COSA FARE:
**a.** Traduci in inglese questa frase dell'articolo su Giulia Maria Crespi: "Lei, invece, non aveva paura di niente e di nessuno, tanto meno dei politici, specialmente democristiani e moderati, che disprezzava apertamente."
**b.** Elenca tutte le persone che l'articolo su Giulia Maria Crespi indica per nome o cognome, esclusi i riferimenti a opere d'arte.
**c.** Prosegui l'articolo su Giulia Maria Crespi a partire dall'ultima frase riportata.

ESTRATTO SELEZIONATO:
------------

19 luglio 2020

LA ZARINA che amava l’ambiente, le rane e il Pci, ma era dura con Montanelli.

Era riuscita a domare tutti e tutto, anche sei tumori, la prepotentissima “Zarina”, come la chiamavano nella redazione del Corriere della Sera, di cui tra gli anni Sessanta e Settanta era proprietaria. E alla fine, a 97 anni Giulia Maria Crespi, appartenente a una ricchissima famiglia di industriali cotonieri (famosi i due grandi Canaletto a tutta parete del suo salotto) è morta come voleva lei, in piedi, cioè senza dover ricorrere all’umiliante eutanasia delle sue amiche che, riferiva con ironia, “avevano già prenotato una camera in una clinica svizzera”, tanto le terrorizzava la morte.
      Lei, invece, non aveva paura di niente e di nessuno, tanto meno dei politici, specialmente democristiani e moderati, che disprezzava apertamente. E guai a contraddirla o a tentare ingenuamente di farle cambiare idea: lei doveva avere sempre l’ultima parola. Il buon repubblicano Spadolini, direttore del Corriere, che buon storico ma pessimo psicologo l’aveva definita “la fanciullina”, come per dire che era immatura sì, ma in fondo innocua, venne da lei esonerato senza tanti complimenti e sostituito dall’ “arci-progressista” Ottone che voleva strizzare l’occhio al Partito Comunista. “Troppo vanitoso e accondiscendente verso il Potere”, si sarebbe giustificata anni dopo la Zarina.

------------

Dati di puntamento con espressioni referenziali
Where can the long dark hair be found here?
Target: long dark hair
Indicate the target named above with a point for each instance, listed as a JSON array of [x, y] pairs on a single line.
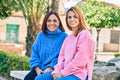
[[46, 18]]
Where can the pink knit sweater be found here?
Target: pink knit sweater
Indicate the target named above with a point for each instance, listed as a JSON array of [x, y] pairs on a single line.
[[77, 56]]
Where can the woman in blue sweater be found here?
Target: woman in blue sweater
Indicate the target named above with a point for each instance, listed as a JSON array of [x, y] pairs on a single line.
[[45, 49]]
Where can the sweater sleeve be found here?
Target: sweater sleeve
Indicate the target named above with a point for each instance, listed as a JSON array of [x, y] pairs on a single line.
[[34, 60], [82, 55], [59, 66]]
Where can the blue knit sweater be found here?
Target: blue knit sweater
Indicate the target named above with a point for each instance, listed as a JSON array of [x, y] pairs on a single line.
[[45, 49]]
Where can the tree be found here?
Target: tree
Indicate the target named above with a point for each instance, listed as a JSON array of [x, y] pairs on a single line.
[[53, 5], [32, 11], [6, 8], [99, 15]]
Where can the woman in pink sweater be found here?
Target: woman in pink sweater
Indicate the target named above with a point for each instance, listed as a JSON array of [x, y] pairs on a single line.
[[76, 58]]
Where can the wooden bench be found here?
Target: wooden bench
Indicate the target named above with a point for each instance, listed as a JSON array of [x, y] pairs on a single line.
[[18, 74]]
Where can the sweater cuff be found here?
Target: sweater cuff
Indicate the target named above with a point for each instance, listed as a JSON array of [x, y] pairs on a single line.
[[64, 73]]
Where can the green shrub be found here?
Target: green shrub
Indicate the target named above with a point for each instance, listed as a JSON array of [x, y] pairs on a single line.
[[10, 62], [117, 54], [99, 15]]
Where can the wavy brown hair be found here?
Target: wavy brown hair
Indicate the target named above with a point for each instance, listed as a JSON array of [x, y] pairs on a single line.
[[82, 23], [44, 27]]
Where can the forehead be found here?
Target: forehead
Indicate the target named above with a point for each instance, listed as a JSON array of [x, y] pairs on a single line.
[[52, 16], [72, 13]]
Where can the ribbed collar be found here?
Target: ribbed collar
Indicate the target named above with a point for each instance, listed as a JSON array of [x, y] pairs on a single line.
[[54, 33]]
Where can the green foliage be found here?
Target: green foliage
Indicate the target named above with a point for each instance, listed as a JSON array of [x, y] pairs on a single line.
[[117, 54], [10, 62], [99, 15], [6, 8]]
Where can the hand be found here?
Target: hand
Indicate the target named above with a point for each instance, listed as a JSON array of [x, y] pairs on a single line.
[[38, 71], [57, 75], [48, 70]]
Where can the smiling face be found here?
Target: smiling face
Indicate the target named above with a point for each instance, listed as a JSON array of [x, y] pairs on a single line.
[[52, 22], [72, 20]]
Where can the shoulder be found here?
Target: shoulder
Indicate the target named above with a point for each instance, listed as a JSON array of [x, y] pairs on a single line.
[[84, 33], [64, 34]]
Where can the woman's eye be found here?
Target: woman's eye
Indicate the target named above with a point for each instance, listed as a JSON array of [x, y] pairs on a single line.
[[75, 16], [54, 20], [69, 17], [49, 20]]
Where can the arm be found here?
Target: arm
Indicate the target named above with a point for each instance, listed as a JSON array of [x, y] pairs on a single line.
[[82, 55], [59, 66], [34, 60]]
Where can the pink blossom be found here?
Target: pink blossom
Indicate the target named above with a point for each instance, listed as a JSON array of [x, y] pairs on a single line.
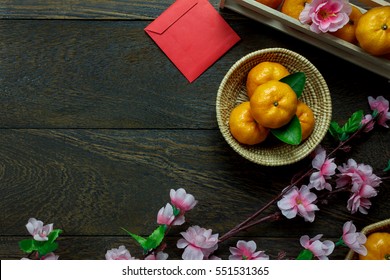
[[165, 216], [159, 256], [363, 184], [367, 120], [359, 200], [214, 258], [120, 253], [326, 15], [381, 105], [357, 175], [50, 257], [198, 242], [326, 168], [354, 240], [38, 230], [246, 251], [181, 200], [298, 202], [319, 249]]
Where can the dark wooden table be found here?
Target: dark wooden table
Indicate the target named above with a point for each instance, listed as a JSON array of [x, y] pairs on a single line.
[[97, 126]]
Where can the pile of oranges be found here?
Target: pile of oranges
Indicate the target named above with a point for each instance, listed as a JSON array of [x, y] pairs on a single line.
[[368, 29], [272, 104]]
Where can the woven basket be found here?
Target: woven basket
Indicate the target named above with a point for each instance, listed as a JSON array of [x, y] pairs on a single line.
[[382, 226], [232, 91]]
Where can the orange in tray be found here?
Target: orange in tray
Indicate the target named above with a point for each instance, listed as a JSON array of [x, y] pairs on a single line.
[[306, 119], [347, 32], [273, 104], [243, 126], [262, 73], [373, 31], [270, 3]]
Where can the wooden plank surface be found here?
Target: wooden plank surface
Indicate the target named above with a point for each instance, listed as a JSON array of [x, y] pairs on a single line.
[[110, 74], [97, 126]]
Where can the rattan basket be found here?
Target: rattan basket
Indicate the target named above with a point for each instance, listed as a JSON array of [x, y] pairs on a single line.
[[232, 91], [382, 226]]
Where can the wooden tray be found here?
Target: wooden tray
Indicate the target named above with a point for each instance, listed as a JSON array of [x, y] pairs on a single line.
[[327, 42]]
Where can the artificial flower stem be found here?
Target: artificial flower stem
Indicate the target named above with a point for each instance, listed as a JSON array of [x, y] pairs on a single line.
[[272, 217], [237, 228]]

------------

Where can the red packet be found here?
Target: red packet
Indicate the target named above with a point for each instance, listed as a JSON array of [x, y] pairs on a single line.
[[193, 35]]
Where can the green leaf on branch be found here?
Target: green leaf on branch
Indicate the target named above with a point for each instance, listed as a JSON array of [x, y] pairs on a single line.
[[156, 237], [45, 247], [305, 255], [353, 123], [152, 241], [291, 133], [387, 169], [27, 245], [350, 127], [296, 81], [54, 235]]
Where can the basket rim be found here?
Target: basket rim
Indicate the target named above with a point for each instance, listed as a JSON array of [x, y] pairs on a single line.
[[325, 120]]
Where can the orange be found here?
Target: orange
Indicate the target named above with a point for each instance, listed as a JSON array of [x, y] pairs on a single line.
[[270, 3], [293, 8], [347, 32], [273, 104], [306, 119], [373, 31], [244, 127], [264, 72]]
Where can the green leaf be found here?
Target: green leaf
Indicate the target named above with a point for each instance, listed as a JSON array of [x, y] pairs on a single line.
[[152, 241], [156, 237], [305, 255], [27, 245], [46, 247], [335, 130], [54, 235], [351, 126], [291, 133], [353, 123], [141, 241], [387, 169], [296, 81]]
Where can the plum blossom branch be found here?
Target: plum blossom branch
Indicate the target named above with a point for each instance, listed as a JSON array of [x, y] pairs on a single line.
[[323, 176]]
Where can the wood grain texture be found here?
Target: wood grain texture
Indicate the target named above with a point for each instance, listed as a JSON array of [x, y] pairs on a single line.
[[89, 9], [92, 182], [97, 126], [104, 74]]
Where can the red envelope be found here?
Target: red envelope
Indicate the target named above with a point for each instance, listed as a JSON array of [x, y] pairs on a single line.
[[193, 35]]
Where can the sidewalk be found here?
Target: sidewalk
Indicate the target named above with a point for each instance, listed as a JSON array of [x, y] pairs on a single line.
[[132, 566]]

------------

SOLUZIONI DELL'ESERCIZIO:
**a.** She, on the other hand, was afraid of nothing and no one, least of all politicians, especially Christian Democrats and moderates, whom she openly despised.

**b.** Giulia Maria Crespi, Montanelli, Spadolini, Ottone

**c.**
      Montanelli, la vera anima del Corriere, non sopportava né lei, né tanto meno Ottone, e dopo una sfuriata epocale se ne andò sbattendo la porta. Fondò poco dopo Il Giornale, su posizioni liberal-conservatrici, che poi erano sempre state le sue.
      Alla prepotente Zarina l’imprenditoria milanese, la borghesia del Nord e i politici di Centro e dei partiti Laici imputavano di “calarsi le brache” davanti ai Comunisti, dati per futuri vincitori, tipico esempio dell’opportunismo e della viltà dei capitalisti italiani. Vero, ma in un particolare sbagliavano: la Crespi era di sinistra, sì, per quanto potesse capire di politica, ma a differenza degli industrialotti  padani sempre in attesa di “provvidenze di Stato” (o Franza o Spagna, purché se magna), non per viltà, bensì per forte convinzione. Tanto che qualcuno sparse la voce che fosse innamorata di Capanna (e il buffo è che per eseguire un ordine di cattura del super-contestatore la polizia, che crede a tutte le voci, andò addirittura a perquisire la villa Crespi alla Zelata). Ah, dimenticavo: ora Mario Capanna scrive sul Giornale! Sic transit gloria mundi, anzi, panta rei, tutto scorre.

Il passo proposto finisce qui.